**Документ:**
= = = =
Эмалевый образок XVII в.
Последней и сравнительно поздней областью эмалевой техники является эмаль с металлическими накладками. Если в эмалях перегородчатой и выемчатой металл (чаще всего золото) играл до известной, а иногда и очень большой степени роль фона, то теперь фоном является одноцветная эмаль, покрывающая собой всю поверхность металлического предмета. В гущу этого эмалевого фона вставлялись небольшие штампованные пластинки металла (обыкновенно серебра) в виде орнаментов, цветов, человеческих фигур, птиц, зверей и т. п.
Чаша расписной эмали XVII в.
Основным вопросом в истории русской эмали является вопрос о влияниях, чрезвычайно сложных, подчас перекрещивавшихся. Одна мощная струя шла, несомненно, с Востока, другая, не менее мощная, от общеевропейской учительницы в искусстве — Византии. Но далеко не исключена возможность и других, чисто-западных влияний. Драгоценные по мастерству, чрезвычайно ценимые и любимые повсюду, легко перевозимые из страны в страну вследствие малых своих размеров эмалевые произведения свободно могли быть ввозимы в Россию из любой западноевропейской страны. Знаменитые живописные или живописно-скульптурные эмали Лиможа, прямым или кружным путем могли — или, лучше сказать, должны были — попадать в Россию и оказывать влияние на русское мастерство. Но в этой области нет сколько-нибудь точных сведений, кроме одного, не оправдываемого документальными данными, но бесспорного факта, каким является расцвет искусства эмали в древней Киевской Руси. Искусство, столь артистическое по самой своей природе и бесконечно сложное по технике, не имело бы сил пустить, такие прочные корни в древнерусском мастерстве, если бы почва для него не была подготовлена заранее. Византийские мастера-эмальеры могли быть только учителями, создателями образцов, между тем наши музеи хранят древние эмали бесспорно русской работы. Технически они менее совершенны, чем византийские; нет яркости тонов, грубее рисунок, эмаль легче крошится и выпадает, но это детали, а самыми основами мастерства русские владеют в степени вполне достаточной, чтобы вызывать удивление.
Древнейшим видом эмали является перегородчатая эмаль, памятников которой, бесспорно находившихся издревле на русской территории, до нас дошло мало. Здесь чрезвычайно трудно разбираться в вопросах происхождения, различать эмаль византийскую, привозную от византийской же эмали, сделанной в России руками византийских мастеров и от эмалей русской работы. Тем не менее, есть памятники, с большей достоверностью относимые к русским мастерам, и среди них, прежде всего, нашивные украшения – «дробницы», в XIV веке укрепленные на саккосе митрополита Алексея. Здесь очень показательны чисто восточные фантастические птицы с женской головой — так называемые «сирины» — и другой восточный же мотив птиц под деревом. Не менее характерно и чрезвычайно «русское» по происхождению и по своей живучести — двоеверие, нашедшее здесь выражение в смешении христианских мотивов с языческими казалось бы, недопустимое в архиерейской одежде и в то же время столь нередкое в религиозном древнерусском искусстве вообще. Наличие этих именно элементов, если и не решает окончательно вопросов о национальности мастеров, то все же подчеркивает русское происхождение эмалей, отделяет их от эмалей чисто западных и чисто восточных по происхождению.
= = = =
**Показанные данные:**
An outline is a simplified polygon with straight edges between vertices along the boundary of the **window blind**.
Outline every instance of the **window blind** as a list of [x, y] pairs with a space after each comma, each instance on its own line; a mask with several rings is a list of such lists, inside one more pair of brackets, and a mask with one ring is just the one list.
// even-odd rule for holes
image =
= = = =
**Задание:**
Напишите продолжение текста об истории русской эмали, начав сразу после его последнего предложения.

**Результат:**
Но то были лишь первые русские шаги в искусстве эмали, способные удивлять своей зрелостью для варварской эпохи до-монгольской Руси, но все же лишь первые шаги. Так и не укрепилось у нас искусство перегородчатой эмали, частично, по всей видимости, из-за технической своей сложности, а возможно и потому, что не в полной мере отвечало художественным вкусам национальным, быстро проложившим себе иной путь в искусстве эмали.
Надо заметить, впрочем, что в самой Византии XIII века искусство перегородчатой эмали склонялось к закату, уступая свое место новой технике. Незначительность числа памятников русской эмали этого начальною периода может, конечно, находить объяснение в жестокой эпохе татарских нашествий, создавшей значительный и до сих пор совершенно невосполнимый пробел в общей истории русского искусства. Обыкновенно очень небольшие по размерам произведения русской перегородчатой эмали, попадая в руки кочевников, тем самым навсегда исчезали из истории, погибали в буквальном смысле слова.
Верхняя доска оклада евангелия. XVII в.
Однако и в эту тяжкую эпоху искусство эмали не только продолжало существовать на Руси, но и, несомненно, развивалось. Драгоценным свидетелем этого факта является дошедший до нас датированный памятник русского эмалевого дела, созданный почти за сто лет до окончательного падения татарского ига. Это серебряный оклад 1392 года на евангелии боярина Федора Андреевича, известном в науке под названием «евангелия боярина Кошки», сохранившийся в ризнице Троице-Сергиевской лавры.
По сравнению богатства красок, тонкостью и сложностью рисунка перегородчатых эмалей Византии, очень бедной и «варваризованной» представляется эта русская эмаль конца XIV века. Но она драгоценна для нас, как памятник русского художественного вкуса, как образец нового русского применения эмали в ювелирном искусстве, просуществовавшего целое столетие.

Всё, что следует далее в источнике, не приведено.